--- Start of Entries ---
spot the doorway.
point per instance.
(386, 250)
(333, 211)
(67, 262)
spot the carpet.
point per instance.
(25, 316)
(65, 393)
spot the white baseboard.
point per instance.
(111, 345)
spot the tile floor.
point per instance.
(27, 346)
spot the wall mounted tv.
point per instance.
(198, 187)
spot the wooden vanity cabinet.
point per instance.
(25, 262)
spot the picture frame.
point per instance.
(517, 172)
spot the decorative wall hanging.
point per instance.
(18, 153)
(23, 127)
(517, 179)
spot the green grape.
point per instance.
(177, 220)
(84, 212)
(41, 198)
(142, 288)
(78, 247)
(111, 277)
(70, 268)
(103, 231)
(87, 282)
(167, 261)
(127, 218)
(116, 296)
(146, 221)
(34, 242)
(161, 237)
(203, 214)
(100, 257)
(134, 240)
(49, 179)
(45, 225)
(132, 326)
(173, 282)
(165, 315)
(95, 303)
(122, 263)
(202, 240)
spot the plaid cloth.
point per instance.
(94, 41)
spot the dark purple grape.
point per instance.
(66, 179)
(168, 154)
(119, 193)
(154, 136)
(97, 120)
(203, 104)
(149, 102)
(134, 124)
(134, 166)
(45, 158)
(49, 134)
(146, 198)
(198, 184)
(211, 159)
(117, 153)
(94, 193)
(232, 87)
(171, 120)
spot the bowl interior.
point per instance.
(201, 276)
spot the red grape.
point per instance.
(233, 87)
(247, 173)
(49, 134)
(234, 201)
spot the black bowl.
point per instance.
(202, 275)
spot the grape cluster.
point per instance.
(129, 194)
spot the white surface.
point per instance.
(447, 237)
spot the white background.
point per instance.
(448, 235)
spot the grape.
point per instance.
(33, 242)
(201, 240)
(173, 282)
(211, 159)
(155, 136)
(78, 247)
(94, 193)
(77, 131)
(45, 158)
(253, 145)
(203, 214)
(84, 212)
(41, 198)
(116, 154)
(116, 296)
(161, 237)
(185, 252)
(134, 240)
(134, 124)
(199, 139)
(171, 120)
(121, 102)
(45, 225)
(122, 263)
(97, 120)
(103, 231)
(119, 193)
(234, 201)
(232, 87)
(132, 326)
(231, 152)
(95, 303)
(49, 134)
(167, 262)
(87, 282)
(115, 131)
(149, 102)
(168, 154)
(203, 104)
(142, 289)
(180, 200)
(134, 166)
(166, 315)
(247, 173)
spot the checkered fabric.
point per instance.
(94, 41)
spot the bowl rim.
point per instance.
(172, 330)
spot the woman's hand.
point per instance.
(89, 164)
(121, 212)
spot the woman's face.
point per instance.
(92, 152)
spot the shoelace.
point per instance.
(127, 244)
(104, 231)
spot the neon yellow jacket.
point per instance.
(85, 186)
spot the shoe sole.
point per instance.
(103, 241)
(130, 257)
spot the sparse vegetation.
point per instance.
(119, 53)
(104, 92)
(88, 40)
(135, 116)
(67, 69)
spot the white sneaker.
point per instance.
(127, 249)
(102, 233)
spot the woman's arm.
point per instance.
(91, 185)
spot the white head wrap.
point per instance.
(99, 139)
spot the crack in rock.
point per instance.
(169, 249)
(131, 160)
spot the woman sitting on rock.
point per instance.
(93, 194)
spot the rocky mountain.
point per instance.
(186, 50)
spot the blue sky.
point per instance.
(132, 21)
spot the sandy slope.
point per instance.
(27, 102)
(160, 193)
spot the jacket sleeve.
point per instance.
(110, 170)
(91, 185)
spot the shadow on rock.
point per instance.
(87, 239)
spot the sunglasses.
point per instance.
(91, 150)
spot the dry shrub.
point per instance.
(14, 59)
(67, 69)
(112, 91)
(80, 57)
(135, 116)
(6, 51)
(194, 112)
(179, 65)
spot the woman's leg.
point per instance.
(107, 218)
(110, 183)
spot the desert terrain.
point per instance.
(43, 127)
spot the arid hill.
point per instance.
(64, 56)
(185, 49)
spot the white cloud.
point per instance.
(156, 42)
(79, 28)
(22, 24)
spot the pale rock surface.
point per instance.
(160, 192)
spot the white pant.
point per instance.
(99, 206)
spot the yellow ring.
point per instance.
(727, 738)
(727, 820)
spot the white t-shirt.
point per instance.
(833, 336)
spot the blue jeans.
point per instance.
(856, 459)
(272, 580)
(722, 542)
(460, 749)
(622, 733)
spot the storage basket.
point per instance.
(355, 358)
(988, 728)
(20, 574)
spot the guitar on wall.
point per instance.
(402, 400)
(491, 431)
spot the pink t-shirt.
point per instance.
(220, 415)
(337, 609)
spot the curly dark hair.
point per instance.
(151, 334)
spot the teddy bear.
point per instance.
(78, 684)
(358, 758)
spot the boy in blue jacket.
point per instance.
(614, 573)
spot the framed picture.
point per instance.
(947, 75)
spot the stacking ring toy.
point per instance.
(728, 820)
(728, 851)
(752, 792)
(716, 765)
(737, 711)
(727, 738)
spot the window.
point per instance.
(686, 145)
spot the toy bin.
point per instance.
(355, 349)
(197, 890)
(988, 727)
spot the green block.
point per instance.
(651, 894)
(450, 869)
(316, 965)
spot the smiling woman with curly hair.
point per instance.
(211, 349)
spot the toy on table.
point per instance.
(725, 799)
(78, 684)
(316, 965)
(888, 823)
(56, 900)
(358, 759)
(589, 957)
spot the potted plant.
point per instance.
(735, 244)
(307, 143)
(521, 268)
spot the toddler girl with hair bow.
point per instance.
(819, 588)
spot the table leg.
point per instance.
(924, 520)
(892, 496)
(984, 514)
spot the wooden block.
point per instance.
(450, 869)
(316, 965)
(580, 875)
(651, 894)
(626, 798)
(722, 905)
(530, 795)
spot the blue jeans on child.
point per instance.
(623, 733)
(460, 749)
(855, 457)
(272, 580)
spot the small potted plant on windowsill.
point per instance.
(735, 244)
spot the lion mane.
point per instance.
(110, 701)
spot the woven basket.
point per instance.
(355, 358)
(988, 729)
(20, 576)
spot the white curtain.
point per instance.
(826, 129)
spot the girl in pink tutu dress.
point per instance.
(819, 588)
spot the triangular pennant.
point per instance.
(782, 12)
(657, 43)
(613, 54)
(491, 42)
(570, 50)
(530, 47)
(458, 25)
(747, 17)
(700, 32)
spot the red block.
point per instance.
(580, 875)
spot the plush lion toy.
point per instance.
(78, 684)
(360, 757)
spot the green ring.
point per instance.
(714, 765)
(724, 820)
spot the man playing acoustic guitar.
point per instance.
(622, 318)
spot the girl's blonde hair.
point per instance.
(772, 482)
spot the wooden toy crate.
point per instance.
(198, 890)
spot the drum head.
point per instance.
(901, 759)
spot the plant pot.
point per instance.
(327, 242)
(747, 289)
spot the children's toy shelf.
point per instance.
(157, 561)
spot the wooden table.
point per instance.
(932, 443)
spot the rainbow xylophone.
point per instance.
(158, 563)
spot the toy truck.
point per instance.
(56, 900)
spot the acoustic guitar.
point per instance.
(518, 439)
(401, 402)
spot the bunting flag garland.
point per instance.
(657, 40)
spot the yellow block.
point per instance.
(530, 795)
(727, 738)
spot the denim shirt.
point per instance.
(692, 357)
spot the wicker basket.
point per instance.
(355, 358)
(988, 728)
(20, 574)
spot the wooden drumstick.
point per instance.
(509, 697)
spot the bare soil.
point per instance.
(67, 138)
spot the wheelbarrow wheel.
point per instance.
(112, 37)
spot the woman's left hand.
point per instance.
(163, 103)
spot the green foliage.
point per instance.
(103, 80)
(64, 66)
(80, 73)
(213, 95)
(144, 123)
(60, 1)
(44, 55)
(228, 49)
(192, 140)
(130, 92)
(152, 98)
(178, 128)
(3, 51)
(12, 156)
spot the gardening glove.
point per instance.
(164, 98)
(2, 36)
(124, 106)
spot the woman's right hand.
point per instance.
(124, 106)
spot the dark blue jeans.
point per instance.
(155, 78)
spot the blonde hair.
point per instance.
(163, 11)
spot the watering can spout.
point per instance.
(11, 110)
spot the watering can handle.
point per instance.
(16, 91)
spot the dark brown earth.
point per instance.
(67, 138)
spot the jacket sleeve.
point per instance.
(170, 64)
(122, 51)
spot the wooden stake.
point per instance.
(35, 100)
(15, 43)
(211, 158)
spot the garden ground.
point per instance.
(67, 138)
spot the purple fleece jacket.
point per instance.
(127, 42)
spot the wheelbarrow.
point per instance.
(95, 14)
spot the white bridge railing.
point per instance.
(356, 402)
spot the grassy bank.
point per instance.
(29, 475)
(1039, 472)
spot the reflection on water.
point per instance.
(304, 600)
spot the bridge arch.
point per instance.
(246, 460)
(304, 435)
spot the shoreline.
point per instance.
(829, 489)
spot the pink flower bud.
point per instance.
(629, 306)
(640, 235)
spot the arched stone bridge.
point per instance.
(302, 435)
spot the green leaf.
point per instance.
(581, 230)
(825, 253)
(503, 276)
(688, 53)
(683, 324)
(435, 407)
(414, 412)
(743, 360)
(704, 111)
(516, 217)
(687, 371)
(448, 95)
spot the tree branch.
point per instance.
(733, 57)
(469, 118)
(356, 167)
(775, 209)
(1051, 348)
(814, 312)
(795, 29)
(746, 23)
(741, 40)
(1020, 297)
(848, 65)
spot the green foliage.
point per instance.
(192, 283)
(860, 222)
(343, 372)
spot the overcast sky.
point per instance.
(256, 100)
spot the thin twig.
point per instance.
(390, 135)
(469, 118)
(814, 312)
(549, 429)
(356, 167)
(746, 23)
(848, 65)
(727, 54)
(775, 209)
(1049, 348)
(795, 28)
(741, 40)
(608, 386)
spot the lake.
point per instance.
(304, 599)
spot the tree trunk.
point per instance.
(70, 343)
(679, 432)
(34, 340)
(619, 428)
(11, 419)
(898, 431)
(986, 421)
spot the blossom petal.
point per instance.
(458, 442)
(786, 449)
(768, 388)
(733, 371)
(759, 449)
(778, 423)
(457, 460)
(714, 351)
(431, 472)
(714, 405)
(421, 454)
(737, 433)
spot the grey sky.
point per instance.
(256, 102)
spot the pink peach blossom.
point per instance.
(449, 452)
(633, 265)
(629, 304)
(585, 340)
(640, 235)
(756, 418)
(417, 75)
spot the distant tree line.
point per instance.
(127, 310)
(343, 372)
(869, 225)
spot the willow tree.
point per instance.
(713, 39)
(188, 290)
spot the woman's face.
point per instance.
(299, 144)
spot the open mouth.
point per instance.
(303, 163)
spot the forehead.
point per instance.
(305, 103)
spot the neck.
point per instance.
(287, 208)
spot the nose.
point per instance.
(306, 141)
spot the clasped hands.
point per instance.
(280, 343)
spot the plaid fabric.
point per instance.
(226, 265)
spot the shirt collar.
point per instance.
--- End of Entries ---
*What to produce*: Set down, word for word, every line from the line that holds "spot the shoreline." to the end of the entries above, including both ends.

*Complete response*:
spot the shoreline.
point per instance.
(829, 489)
spot the pink flower bud.
point per instance.
(629, 306)
(640, 235)
spot the arched stone bridge.
point per instance.
(302, 435)
spot the green leaf.
point per instance.
(581, 230)
(825, 253)
(503, 276)
(688, 53)
(683, 324)
(435, 407)
(414, 412)
(743, 360)
(704, 111)
(516, 217)
(687, 371)
(448, 95)
spot the tree branch.
point per instance.
(733, 57)
(469, 118)
(356, 167)
(775, 209)
(1051, 348)
(814, 312)
(795, 29)
(746, 23)
(741, 40)
(1020, 297)
(848, 65)
spot the green foliage.
point per instance.
(192, 283)
(860, 222)
(343, 372)
spot the overcast sky.
point per instance.
(256, 100)
spot the thin twig.
point per instance.
(390, 135)
(469, 118)
(814, 312)
(549, 429)
(356, 167)
(746, 23)
(848, 65)
(727, 54)
(775, 209)
(1049, 348)
(795, 28)
(741, 40)
(608, 386)
spot the lake.
point per instance.
(304, 599)
spot the tree trunk.
point per instance.
(70, 343)
(679, 432)
(34, 340)
(619, 428)
(11, 419)
(898, 431)
(986, 421)
spot the blossom petal.
point per instance.
(458, 442)
(786, 449)
(768, 388)
(733, 371)
(759, 449)
(778, 423)
(457, 460)
(714, 351)
(431, 472)
(714, 405)
(421, 454)
(737, 433)
spot the grey sky.
point per instance.
(256, 102)
spot the pink peach blossom.
point per instance.
(449, 452)
(633, 265)
(629, 304)
(585, 340)
(640, 235)
(756, 418)
(417, 75)
spot the distant tree line.
point per instance.
(127, 310)
(343, 372)
(869, 225)
spot the willow tree.
point per instance.
(713, 39)
(188, 290)
spot the woman's face.
point per instance.
(299, 144)
spot the open mouth.
point per instance.
(303, 163)
spot the forehead.
point per instance.
(305, 103)
spot the neck.
point per instance.
(287, 208)
spot the nose.
point per instance.
(306, 141)
spot the clasped hands.
point per instance.
(280, 343)
spot the plaid fabric.
point per instance.
(226, 265)
spot the shirt collar.
point per instance.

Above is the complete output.